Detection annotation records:
-- -- --
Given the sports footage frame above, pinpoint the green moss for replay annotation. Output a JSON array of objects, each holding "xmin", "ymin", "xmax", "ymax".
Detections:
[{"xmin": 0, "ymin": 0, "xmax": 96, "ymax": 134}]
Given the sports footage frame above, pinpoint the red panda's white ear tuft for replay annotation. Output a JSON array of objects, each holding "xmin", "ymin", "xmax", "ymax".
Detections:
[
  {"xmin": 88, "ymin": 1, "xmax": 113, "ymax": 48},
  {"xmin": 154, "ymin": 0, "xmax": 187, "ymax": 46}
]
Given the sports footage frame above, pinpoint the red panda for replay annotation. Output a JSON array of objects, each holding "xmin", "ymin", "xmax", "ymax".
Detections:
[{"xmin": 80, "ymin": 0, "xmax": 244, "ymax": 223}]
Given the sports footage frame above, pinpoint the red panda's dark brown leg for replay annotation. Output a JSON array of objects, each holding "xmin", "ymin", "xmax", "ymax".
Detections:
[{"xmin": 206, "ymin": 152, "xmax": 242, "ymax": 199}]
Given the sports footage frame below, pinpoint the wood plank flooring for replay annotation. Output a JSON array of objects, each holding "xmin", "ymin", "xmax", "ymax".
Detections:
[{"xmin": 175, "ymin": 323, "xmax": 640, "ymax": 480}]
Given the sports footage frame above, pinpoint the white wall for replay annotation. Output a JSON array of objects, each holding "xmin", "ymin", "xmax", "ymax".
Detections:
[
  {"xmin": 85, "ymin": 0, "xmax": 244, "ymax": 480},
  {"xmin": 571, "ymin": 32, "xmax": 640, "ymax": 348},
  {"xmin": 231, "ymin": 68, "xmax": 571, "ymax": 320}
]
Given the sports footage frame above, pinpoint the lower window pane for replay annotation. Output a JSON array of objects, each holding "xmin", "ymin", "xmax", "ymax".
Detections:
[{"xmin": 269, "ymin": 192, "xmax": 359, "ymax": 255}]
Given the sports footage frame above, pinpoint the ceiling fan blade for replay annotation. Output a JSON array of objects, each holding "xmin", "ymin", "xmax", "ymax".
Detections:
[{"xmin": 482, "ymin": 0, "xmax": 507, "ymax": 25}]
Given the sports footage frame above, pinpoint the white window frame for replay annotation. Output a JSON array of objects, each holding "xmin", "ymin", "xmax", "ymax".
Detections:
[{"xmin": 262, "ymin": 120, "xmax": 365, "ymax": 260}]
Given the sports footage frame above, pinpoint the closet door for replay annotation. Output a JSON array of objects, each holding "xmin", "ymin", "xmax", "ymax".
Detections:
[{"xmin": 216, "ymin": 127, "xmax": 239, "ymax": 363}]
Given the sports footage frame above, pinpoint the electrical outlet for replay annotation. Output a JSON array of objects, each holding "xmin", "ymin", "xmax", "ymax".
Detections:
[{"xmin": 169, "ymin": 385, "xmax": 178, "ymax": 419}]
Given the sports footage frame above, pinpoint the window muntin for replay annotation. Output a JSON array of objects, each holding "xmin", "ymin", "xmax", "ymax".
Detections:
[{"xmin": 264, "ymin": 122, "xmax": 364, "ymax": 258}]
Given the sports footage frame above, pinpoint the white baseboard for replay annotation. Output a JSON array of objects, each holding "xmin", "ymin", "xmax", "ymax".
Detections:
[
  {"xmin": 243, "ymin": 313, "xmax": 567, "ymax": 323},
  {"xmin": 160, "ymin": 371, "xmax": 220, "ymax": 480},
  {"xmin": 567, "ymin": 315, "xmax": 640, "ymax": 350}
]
-- -- --
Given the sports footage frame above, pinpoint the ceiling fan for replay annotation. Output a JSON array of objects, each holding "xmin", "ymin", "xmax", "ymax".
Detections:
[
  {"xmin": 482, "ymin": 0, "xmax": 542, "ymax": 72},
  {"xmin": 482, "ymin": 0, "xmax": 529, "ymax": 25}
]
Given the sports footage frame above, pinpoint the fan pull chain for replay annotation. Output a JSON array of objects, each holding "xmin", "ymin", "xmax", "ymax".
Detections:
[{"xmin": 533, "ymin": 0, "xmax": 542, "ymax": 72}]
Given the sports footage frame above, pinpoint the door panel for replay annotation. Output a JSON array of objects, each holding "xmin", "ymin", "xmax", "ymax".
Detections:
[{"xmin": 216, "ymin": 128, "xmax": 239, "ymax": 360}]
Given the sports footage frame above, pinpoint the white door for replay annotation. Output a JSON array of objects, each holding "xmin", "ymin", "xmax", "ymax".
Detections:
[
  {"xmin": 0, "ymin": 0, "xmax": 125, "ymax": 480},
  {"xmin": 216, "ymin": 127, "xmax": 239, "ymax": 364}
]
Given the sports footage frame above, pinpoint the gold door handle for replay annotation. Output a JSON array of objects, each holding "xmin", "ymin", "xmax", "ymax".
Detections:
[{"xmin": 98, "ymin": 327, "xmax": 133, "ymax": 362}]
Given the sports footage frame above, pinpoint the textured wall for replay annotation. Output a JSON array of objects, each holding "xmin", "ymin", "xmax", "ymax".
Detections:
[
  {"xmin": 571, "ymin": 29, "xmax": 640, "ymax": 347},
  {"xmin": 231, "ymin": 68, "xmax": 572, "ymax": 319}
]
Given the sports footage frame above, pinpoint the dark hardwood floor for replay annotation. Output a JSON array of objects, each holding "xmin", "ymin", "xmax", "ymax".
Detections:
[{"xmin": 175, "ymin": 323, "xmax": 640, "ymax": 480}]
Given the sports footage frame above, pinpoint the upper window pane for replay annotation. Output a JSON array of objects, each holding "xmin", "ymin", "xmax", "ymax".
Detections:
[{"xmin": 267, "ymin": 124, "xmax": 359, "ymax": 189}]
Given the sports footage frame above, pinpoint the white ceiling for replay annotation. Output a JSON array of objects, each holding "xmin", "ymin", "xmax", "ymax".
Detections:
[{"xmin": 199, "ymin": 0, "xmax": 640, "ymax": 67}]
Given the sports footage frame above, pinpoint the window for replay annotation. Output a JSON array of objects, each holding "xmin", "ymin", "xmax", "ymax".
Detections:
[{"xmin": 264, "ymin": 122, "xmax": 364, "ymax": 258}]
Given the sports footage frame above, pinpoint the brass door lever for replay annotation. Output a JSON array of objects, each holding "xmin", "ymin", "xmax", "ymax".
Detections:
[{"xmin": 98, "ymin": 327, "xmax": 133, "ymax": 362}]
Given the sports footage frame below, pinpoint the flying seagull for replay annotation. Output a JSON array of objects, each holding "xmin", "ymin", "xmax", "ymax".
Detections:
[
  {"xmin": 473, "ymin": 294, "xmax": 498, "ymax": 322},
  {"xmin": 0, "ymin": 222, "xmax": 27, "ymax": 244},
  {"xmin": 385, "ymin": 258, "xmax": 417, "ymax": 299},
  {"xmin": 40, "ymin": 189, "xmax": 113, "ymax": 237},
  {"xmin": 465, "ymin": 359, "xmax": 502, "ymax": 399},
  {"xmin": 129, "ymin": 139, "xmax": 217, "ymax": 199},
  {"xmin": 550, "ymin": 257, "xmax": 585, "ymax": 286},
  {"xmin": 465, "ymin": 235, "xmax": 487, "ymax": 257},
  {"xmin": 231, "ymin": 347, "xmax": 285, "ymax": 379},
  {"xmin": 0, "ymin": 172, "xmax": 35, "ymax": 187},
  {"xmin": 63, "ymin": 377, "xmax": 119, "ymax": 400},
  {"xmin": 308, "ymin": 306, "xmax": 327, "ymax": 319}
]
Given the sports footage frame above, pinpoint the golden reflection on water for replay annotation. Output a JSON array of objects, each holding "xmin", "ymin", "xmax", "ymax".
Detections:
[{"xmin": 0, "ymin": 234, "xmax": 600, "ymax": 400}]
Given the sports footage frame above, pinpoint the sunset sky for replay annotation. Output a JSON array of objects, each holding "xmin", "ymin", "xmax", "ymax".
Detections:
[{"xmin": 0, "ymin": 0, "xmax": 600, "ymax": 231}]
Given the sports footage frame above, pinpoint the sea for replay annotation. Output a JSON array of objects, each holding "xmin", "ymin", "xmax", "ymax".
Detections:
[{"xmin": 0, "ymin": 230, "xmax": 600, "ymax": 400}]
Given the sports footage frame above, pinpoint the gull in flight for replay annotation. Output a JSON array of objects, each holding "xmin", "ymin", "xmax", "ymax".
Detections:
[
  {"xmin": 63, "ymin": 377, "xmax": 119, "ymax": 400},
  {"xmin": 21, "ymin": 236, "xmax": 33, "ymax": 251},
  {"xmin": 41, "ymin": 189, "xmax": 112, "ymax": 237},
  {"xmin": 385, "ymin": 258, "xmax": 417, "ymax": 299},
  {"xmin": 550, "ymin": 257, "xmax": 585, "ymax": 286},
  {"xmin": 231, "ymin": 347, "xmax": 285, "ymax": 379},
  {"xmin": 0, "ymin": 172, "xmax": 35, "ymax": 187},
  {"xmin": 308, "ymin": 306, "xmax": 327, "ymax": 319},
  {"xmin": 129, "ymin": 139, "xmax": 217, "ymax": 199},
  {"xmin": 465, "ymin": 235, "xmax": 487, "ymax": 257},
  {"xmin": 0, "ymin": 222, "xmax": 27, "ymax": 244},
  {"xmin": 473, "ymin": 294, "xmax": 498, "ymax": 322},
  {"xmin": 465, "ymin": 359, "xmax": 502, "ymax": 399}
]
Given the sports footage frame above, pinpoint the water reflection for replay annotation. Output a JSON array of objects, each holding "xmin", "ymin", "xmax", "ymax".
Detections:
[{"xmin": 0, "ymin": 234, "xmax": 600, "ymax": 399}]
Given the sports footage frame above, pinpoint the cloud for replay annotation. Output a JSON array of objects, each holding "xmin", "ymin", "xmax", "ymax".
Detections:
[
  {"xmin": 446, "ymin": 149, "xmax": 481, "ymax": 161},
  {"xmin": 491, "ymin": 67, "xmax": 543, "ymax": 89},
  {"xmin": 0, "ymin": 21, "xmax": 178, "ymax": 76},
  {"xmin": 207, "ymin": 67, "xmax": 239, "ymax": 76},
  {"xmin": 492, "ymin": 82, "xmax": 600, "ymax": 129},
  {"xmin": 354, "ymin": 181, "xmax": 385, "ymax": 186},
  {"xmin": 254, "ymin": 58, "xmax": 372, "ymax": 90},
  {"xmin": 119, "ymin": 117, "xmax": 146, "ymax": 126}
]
-- -- --
▶ _Exercise goal_: Gather every line in the items above that contains the word "ceiling" and copy each one out in full.

▶ _Finished exercise_:
Given the sports footage frame above, pinpoint the ceiling fan blade for replay annotation. Output a JSON array of objects, each holding "xmin", "ymin", "xmax", "ymax".
Given the sports footage frame above, pinpoint the ceiling fan for replay annotation. Output a JSON array of objects, each holding "xmin", "ymin", "xmax", "ymax".
Given the sports footage frame above, pinpoint the white ceiling for replay annotation. Output a JSON array of objects, each holding "xmin", "ymin", "xmax", "ymax".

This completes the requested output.